• **Task directions**:
Can you pull out the rows from the line containing "For the AR overlay system, where exactly is the sun's" through the line containing "[0,47,500,159]", both included, and reproduce them word for word?

[Start Stored rows]

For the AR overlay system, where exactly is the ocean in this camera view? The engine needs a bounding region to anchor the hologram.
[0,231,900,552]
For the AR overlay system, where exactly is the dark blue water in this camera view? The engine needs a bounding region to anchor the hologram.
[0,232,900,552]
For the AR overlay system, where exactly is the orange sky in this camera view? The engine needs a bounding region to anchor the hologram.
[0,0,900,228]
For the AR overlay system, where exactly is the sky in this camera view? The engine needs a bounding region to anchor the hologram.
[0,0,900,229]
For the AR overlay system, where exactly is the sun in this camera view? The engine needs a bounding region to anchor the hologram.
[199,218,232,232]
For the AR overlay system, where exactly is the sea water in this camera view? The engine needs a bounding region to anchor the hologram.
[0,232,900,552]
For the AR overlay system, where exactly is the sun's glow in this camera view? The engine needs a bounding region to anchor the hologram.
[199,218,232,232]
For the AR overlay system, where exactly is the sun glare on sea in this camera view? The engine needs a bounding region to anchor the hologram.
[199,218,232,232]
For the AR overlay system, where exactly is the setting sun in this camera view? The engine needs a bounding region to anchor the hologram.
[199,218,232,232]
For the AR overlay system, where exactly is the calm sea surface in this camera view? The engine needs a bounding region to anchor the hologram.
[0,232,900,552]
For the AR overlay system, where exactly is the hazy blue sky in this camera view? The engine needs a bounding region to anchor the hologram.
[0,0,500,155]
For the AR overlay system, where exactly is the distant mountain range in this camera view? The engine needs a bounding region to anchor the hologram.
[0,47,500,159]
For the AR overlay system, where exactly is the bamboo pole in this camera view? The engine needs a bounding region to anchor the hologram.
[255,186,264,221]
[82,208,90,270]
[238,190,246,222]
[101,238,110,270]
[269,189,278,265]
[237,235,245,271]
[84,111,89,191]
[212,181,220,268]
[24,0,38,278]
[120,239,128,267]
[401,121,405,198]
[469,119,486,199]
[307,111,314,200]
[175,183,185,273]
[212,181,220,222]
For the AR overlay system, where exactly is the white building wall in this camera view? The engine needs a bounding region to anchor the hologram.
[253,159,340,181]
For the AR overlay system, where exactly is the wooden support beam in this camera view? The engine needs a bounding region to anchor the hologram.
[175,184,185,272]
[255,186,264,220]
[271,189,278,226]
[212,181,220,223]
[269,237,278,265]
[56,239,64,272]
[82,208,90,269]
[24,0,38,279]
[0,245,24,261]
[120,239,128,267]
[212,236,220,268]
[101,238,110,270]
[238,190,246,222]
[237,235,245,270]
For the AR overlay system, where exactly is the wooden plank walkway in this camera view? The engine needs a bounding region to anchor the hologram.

[End Stored rows]
[Start Stored rows]

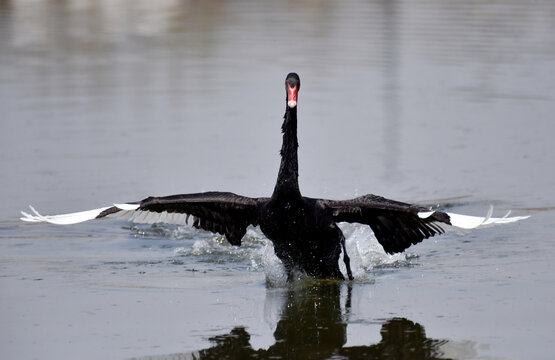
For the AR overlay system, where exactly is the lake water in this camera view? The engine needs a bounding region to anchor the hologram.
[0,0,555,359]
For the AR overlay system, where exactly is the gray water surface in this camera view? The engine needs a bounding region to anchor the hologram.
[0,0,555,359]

[End Stored rows]

• **Response to the task**:
For the AR overlay system, where exactly is the sun's glow in this camera view? The engine needs a bounding region to anchor the hologram.
[199,218,232,232]
For the AR overlay system, where exactly is the sun glare on sea in this camera view? The engine needs a bounding region to anchor the hologram.
[199,218,232,232]
For the AR overlay system, where exactly is the setting sun in this camera view? The engine needs a bounding region to anchor the hologram.
[199,218,232,232]
For the AR overlay system, where exactly is the calm sea surface in this camera view? The engine needs a bounding region to anchor the hologram.
[0,232,900,552]
For the AR overlay system, where exactly is the hazy blue sky in this camera view? The engine needs a bounding region to anchor the hologram.
[0,0,500,155]
For the AR overlay system, where exactly is the distant mountain range in this camera view? The engine needs a bounding region to anchor the hologram.
[0,47,500,159]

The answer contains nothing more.